WHAT IS REQUIRED >> Go to the line holding "hm where did the gradient" in the entries below and write out exactly every line down to and including the line holding "hm where did the dark cloud go in this shot".

──────────

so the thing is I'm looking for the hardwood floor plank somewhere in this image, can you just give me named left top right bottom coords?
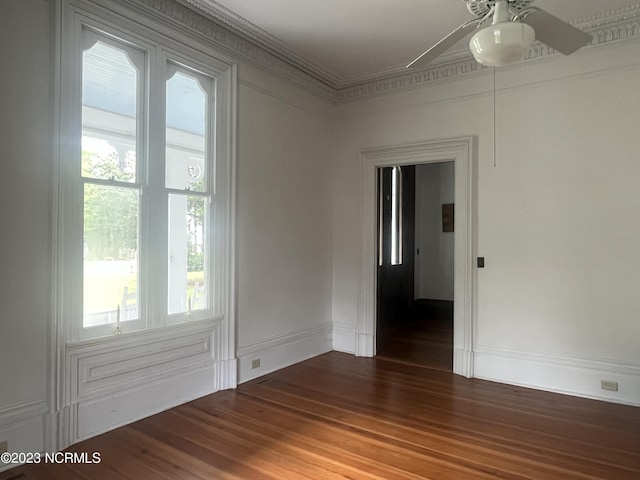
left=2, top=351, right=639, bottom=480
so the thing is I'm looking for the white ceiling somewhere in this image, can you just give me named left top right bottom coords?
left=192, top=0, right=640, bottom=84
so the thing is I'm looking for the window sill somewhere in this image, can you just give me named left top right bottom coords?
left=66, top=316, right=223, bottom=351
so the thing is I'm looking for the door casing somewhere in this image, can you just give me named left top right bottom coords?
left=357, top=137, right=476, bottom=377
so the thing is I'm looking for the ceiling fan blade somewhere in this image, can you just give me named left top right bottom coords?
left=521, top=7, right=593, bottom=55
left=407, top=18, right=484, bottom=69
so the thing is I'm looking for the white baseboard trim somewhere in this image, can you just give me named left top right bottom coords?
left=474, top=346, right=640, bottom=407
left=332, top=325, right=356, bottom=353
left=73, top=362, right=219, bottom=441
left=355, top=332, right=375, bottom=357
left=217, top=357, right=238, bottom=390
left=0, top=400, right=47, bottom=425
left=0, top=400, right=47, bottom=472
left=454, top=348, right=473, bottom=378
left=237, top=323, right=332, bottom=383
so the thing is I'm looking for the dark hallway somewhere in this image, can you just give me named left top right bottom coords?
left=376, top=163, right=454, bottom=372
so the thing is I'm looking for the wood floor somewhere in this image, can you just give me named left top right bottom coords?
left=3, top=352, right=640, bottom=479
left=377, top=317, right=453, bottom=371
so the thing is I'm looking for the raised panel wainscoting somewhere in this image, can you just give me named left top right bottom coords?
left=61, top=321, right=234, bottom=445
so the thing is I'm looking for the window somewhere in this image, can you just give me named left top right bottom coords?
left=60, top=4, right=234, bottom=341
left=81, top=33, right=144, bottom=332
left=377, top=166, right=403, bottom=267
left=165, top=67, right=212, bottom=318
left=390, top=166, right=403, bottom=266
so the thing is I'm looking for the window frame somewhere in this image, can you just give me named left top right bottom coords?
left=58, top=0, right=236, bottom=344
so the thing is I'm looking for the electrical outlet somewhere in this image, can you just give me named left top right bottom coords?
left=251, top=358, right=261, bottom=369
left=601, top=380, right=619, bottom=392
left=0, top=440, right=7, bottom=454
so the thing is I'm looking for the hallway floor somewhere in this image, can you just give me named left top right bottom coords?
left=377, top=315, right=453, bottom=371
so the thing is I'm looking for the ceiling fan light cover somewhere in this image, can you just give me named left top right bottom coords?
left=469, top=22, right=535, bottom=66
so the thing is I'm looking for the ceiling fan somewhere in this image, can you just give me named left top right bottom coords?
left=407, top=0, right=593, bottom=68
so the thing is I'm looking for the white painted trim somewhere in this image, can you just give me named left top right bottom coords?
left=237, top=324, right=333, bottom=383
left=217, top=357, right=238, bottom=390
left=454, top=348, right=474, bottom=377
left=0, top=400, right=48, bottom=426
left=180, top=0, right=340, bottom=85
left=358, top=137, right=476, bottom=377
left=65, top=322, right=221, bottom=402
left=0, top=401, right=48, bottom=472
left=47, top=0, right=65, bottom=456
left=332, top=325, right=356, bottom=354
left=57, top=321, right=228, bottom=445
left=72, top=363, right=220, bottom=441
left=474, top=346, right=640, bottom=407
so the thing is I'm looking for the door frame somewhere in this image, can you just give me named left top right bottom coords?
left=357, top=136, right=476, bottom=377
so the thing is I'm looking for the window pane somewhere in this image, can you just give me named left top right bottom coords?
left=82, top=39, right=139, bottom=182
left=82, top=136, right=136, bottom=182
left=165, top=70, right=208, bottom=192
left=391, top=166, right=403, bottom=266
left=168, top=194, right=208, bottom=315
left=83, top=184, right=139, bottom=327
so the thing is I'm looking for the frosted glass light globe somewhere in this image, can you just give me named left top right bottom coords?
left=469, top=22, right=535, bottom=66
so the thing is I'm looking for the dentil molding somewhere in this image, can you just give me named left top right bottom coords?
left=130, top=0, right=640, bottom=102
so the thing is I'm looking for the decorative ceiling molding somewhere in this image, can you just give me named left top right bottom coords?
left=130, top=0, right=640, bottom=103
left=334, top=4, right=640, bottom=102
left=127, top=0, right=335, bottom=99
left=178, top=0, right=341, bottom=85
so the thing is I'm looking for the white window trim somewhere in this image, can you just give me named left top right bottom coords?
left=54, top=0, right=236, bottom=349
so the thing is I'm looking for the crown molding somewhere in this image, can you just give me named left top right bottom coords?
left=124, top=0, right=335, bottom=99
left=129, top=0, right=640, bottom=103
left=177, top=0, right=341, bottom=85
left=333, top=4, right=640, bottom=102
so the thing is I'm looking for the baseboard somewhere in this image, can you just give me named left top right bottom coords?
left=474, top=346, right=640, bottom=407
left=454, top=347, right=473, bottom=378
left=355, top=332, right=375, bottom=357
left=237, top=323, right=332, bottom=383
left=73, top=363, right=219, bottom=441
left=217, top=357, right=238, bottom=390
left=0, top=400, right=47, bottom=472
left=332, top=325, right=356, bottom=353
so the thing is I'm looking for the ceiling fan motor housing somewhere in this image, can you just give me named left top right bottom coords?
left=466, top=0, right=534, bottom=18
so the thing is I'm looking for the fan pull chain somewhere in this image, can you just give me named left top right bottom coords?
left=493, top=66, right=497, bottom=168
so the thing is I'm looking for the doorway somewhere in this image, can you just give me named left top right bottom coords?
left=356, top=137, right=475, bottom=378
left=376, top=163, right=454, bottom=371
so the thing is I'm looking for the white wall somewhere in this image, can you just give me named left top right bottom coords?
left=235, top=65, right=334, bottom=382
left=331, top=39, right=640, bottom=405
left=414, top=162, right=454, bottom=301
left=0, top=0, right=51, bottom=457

──────────

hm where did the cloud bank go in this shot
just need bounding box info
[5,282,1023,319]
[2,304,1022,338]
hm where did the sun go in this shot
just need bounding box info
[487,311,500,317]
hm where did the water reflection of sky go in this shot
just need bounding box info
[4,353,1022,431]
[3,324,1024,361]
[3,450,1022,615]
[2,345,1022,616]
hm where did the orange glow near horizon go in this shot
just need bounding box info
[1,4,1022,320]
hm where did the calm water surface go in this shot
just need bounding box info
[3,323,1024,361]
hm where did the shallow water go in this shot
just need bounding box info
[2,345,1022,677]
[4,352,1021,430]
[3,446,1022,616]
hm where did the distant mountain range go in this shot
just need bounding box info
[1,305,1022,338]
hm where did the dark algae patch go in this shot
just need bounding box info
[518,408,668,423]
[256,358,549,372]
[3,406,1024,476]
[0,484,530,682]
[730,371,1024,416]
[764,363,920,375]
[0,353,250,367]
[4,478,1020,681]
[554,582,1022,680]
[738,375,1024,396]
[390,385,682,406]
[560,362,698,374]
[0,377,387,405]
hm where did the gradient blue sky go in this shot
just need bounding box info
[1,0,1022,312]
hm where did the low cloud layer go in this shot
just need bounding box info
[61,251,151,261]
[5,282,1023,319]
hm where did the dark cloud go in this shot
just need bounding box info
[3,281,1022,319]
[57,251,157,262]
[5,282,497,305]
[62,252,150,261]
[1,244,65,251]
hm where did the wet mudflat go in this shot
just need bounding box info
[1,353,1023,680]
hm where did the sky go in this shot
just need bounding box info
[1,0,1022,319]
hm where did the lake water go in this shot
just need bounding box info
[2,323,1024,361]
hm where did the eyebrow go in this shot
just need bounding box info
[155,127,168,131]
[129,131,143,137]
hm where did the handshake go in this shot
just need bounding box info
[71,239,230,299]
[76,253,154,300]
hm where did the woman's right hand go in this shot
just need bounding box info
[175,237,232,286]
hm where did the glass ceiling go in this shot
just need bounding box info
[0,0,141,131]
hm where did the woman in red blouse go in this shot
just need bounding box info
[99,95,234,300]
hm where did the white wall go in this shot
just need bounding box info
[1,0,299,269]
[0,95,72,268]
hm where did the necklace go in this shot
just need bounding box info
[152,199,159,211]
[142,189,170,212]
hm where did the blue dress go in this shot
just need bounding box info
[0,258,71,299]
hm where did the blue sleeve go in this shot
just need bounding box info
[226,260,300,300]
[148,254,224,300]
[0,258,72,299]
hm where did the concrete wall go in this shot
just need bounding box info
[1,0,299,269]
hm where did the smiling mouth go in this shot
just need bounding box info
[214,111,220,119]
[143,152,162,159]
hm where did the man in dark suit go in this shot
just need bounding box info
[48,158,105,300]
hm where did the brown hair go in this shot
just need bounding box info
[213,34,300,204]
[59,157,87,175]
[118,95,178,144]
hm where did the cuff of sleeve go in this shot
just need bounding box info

──────────

WRITTEN RESPONSE >>
hm where did the gradient blue sky go in this shot
just need bounding box info
[1,0,1022,312]
hm where did the low cloud layer go in this shot
just need bounding box info
[61,251,151,261]
[5,282,1023,319]
hm where did the dark cloud go in this shot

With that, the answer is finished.